> _Task to carry out_
Rewrite the listing starting with the line that contains "Target: green baseball cap" and going on through the line that contains "(1038, 103)", with "bridge" changed to "footbridge" and everything else left as it is.

> _Data supplied_
==================================================
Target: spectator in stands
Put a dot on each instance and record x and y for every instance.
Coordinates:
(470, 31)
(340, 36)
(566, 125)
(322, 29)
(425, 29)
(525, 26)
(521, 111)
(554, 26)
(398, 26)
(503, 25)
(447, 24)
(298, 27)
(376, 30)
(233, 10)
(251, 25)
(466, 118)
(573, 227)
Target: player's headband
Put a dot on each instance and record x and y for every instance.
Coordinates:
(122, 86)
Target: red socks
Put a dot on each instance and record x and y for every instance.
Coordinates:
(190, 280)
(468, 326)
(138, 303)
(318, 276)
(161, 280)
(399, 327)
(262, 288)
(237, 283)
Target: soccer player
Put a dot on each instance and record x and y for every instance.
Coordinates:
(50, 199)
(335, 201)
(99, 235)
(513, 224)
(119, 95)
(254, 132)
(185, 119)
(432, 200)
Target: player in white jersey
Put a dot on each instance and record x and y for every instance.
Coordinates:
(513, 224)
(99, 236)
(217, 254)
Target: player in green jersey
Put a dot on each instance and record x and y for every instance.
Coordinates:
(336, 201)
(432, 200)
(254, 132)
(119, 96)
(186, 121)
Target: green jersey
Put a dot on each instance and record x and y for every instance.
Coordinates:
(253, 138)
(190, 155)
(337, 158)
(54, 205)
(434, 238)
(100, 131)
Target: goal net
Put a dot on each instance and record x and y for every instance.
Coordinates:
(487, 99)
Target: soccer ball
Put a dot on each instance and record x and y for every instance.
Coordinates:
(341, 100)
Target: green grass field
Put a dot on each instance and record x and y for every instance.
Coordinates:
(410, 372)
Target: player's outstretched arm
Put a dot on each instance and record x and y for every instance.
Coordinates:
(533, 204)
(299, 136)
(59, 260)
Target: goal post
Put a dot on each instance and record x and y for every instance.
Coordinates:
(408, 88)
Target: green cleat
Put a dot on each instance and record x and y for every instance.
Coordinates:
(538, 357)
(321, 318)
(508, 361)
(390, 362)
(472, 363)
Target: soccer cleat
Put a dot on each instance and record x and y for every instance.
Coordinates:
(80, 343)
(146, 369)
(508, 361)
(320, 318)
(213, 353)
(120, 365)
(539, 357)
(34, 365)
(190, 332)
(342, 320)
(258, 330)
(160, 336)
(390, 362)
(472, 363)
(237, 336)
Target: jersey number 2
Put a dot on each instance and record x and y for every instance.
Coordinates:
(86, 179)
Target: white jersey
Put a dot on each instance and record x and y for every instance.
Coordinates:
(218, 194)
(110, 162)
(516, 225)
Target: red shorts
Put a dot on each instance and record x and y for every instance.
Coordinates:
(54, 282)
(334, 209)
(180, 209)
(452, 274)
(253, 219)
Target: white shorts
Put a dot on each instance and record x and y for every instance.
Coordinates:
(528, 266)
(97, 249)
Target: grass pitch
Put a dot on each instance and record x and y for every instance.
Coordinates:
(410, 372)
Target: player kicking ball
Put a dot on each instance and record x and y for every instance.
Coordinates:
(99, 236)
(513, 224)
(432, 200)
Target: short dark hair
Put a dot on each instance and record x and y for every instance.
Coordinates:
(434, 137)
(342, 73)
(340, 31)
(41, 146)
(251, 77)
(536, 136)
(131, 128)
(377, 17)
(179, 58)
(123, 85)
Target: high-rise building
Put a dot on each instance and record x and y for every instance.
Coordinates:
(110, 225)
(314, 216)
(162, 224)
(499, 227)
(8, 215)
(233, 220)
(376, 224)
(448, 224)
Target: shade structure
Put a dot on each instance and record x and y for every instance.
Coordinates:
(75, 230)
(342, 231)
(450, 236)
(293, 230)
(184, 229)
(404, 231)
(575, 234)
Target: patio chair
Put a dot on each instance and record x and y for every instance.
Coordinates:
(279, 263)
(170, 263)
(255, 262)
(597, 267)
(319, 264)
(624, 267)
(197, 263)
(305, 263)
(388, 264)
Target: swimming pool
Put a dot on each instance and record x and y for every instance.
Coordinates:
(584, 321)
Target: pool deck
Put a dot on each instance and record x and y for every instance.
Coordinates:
==================================================
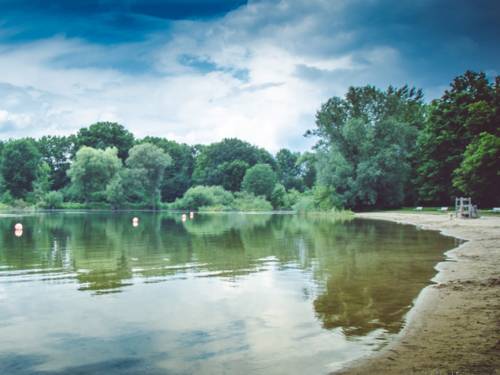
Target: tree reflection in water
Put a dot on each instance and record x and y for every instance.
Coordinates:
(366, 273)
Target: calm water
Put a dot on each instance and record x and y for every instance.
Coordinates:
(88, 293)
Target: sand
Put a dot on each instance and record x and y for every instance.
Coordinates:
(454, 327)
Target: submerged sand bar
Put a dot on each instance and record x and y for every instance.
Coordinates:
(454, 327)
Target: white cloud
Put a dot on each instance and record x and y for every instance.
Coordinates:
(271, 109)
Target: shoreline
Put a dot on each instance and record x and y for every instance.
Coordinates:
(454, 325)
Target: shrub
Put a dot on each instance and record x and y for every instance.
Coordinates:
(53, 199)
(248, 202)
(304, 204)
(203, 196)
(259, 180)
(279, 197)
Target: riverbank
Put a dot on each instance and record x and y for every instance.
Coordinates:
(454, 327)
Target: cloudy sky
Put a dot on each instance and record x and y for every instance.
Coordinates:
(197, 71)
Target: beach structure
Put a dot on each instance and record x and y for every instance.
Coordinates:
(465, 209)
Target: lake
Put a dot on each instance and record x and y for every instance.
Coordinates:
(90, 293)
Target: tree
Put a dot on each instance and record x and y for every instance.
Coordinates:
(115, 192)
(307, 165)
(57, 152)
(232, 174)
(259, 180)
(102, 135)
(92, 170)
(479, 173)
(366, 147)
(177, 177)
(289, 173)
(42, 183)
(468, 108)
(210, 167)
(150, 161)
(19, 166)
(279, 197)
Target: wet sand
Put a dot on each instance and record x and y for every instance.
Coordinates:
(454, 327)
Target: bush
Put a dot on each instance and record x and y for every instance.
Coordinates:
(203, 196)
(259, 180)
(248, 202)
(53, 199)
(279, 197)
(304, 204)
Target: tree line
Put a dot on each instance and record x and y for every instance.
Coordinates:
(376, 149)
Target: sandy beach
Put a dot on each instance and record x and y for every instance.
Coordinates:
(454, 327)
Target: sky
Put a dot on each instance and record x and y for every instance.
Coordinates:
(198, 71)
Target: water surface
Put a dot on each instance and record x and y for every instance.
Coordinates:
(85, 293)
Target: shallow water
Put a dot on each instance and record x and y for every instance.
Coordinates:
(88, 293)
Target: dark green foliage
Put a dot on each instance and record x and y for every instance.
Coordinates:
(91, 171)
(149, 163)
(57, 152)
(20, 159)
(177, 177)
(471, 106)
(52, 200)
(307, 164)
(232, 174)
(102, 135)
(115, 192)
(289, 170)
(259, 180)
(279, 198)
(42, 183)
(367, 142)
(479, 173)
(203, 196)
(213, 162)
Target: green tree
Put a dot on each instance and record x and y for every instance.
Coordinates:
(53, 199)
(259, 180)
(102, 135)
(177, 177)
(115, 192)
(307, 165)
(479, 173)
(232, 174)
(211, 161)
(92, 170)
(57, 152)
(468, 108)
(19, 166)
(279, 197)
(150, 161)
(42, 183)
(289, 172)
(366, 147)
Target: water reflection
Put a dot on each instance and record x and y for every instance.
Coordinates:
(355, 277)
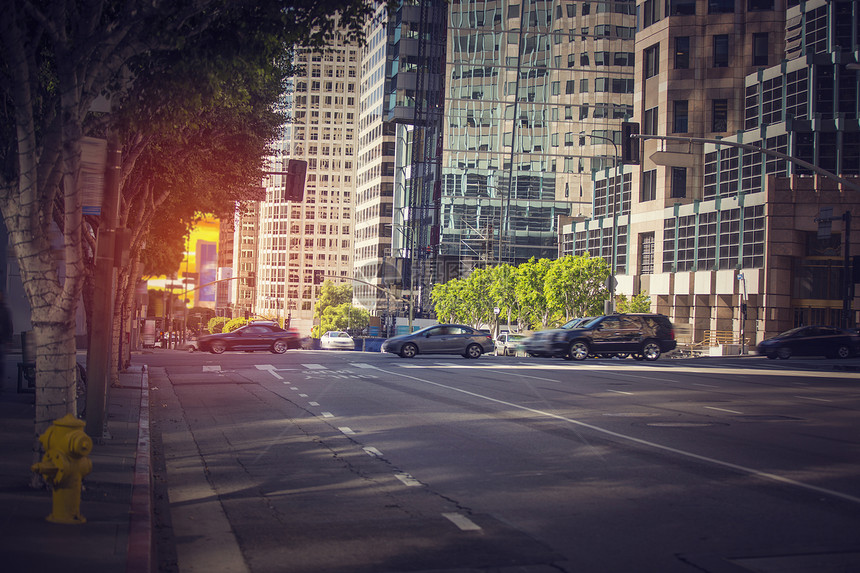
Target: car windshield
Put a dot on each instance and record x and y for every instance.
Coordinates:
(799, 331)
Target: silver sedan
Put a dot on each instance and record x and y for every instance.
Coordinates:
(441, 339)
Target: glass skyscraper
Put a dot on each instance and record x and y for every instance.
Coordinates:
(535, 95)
==================================================
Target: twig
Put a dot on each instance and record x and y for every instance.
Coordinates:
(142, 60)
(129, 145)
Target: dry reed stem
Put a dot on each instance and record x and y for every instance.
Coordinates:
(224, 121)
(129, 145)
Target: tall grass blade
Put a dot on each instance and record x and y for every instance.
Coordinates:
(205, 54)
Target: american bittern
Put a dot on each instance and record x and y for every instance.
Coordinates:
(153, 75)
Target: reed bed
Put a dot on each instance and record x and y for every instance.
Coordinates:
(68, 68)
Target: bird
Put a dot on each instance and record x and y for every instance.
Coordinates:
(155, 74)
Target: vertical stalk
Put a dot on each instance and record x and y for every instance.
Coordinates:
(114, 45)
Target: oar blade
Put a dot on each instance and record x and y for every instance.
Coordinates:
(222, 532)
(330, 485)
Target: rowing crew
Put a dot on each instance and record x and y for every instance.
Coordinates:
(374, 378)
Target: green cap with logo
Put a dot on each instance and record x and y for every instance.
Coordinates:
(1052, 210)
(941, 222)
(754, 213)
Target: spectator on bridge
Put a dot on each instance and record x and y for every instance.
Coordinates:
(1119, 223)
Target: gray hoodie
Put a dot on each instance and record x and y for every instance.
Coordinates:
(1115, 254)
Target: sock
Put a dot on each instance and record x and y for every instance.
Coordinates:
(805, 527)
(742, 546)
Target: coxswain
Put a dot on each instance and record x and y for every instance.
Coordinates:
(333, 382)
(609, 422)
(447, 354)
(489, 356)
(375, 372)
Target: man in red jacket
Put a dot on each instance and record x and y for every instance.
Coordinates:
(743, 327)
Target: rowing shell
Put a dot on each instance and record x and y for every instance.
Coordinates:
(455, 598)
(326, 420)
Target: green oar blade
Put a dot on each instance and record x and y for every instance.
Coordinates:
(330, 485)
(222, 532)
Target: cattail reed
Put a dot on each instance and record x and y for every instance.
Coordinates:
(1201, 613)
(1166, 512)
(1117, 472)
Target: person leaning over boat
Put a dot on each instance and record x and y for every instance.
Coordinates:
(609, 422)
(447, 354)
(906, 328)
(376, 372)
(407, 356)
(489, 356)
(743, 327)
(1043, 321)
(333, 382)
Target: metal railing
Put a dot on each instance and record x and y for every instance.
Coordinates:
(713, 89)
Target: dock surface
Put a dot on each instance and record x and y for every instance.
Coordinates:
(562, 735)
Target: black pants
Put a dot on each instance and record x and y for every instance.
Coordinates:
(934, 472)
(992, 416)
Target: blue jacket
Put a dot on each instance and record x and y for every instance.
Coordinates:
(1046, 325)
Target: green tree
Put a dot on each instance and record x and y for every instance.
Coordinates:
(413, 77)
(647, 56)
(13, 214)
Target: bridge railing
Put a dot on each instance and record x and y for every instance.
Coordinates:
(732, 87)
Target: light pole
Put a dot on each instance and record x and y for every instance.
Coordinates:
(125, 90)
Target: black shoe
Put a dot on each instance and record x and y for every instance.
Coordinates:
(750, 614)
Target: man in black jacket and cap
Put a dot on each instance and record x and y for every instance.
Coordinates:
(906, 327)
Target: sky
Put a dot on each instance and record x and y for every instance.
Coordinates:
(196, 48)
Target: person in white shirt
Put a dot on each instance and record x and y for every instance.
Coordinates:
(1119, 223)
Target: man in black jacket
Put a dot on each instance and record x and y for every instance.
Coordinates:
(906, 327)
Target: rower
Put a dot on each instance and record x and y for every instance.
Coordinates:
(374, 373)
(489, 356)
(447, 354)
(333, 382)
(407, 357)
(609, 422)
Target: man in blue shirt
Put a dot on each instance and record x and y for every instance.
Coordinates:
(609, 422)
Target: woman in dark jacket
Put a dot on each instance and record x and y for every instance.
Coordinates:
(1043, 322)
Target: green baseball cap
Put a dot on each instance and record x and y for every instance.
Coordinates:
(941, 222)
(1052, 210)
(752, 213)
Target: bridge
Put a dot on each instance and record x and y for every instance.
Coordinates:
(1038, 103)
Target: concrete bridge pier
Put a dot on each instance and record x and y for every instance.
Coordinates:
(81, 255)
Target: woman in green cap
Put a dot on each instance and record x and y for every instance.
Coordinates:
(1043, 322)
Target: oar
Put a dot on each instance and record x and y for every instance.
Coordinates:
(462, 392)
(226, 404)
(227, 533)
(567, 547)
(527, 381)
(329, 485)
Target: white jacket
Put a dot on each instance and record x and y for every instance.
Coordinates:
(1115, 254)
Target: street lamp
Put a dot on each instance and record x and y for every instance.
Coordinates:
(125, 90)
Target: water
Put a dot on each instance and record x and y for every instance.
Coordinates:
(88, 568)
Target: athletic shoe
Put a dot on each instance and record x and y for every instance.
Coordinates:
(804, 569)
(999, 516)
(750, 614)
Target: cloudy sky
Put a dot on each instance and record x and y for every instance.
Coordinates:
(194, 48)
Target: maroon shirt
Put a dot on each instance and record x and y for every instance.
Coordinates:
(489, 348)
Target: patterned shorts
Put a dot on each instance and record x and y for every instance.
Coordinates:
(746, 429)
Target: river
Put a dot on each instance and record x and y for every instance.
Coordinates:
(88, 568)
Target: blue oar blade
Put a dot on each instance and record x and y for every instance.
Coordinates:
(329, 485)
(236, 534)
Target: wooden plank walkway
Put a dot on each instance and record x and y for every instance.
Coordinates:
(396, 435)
==================================================
> _Answer below_
Target: green baseball cap
Put a dot on each instance and record x and y for every instance.
Coordinates:
(941, 222)
(1052, 210)
(752, 213)
Target: footbridge
Put a dot on each instance and record x and y for every instance.
Coordinates:
(1038, 103)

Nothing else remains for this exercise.